Repeat every line of the entries below word for word, leaving out the pictures.
**** Extracted data
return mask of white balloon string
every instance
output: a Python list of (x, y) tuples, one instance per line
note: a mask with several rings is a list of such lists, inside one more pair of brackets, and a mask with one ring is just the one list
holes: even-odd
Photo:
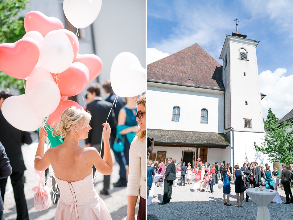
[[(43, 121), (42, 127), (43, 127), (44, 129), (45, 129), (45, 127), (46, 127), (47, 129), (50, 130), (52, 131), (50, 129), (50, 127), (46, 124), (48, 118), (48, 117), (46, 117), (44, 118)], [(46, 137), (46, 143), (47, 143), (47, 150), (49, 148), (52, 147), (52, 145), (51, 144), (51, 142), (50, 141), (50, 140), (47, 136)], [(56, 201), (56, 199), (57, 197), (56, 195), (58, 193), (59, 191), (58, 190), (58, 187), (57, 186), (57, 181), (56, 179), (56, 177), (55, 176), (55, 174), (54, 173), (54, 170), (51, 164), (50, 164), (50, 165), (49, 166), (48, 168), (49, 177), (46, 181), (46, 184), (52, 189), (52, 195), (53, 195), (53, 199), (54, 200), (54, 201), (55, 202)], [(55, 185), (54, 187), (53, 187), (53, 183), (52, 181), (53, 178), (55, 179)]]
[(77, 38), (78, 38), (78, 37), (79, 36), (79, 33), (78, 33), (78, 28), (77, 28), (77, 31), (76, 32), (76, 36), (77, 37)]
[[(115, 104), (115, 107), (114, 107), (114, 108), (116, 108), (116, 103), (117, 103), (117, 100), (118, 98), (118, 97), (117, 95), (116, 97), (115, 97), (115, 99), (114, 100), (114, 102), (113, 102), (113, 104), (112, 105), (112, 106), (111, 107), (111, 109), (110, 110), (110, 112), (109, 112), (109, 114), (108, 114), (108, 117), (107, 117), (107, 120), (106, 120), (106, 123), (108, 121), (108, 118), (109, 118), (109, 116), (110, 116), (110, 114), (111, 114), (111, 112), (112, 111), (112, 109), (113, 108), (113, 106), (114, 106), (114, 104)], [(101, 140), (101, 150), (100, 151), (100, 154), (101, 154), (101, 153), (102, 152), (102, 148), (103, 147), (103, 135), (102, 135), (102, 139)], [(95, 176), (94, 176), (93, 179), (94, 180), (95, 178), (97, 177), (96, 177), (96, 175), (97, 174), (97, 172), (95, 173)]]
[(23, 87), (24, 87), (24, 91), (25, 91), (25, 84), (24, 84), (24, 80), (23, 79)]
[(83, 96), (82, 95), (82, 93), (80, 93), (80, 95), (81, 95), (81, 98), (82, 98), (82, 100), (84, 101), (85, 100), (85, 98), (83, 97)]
********
* Solution for this task
return mask of white balloon string
every instance
output: a Python list of (x, y) tuples, one instance per line
note: a mask with several rings is a list of such lists, inside one more pair of brackets, and a mask with one ring is just the one list
holes: even-odd
Photo:
[[(43, 121), (42, 127), (43, 127), (44, 129), (45, 129), (45, 127), (46, 127), (47, 129), (50, 130), (52, 131), (50, 129), (50, 127), (46, 124), (48, 118), (48, 117), (46, 117), (44, 118)], [(46, 137), (46, 143), (47, 143), (47, 150), (49, 148), (52, 147), (52, 145), (51, 144), (51, 142), (50, 141), (50, 140), (47, 136)], [(56, 201), (56, 199), (57, 197), (56, 195), (58, 193), (59, 191), (58, 190), (58, 187), (57, 186), (57, 181), (56, 179), (56, 177), (55, 176), (55, 174), (54, 173), (54, 170), (51, 164), (50, 164), (50, 165), (49, 166), (48, 168), (49, 177), (46, 181), (46, 184), (52, 189), (52, 195), (53, 195), (53, 199), (54, 200), (54, 201), (55, 202)], [(55, 185), (54, 187), (53, 187), (53, 183), (52, 181), (53, 178), (55, 179)]]
[(77, 38), (78, 38), (78, 37), (79, 36), (79, 33), (78, 33), (78, 28), (77, 28), (77, 31), (76, 32), (76, 36), (77, 37)]
[[(115, 104), (115, 107), (114, 107), (114, 108), (116, 108), (116, 103), (117, 103), (117, 100), (118, 98), (118, 97), (117, 95), (116, 97), (115, 97), (115, 99), (114, 100), (114, 102), (113, 102), (113, 104), (112, 105), (112, 106), (111, 107), (111, 109), (110, 110), (110, 112), (109, 112), (109, 114), (108, 114), (108, 117), (107, 117), (107, 120), (106, 120), (106, 123), (108, 121), (108, 118), (109, 118), (109, 116), (110, 116), (110, 114), (111, 114), (111, 112), (112, 111), (112, 109), (113, 108), (113, 106), (114, 106), (114, 104)], [(101, 140), (101, 150), (100, 151), (100, 154), (101, 154), (101, 153), (102, 152), (102, 148), (103, 147), (103, 135), (102, 135), (102, 139)], [(95, 176), (94, 176), (93, 179), (94, 180), (95, 178), (97, 177), (96, 177), (96, 175), (97, 174), (97, 172), (95, 173)]]
[(23, 87), (24, 87), (24, 91), (25, 91), (25, 84), (24, 84), (24, 80), (23, 79)]
[(83, 96), (82, 95), (82, 93), (80, 93), (80, 95), (81, 95), (81, 98), (82, 98), (82, 100), (84, 101), (85, 100), (85, 98), (83, 97)]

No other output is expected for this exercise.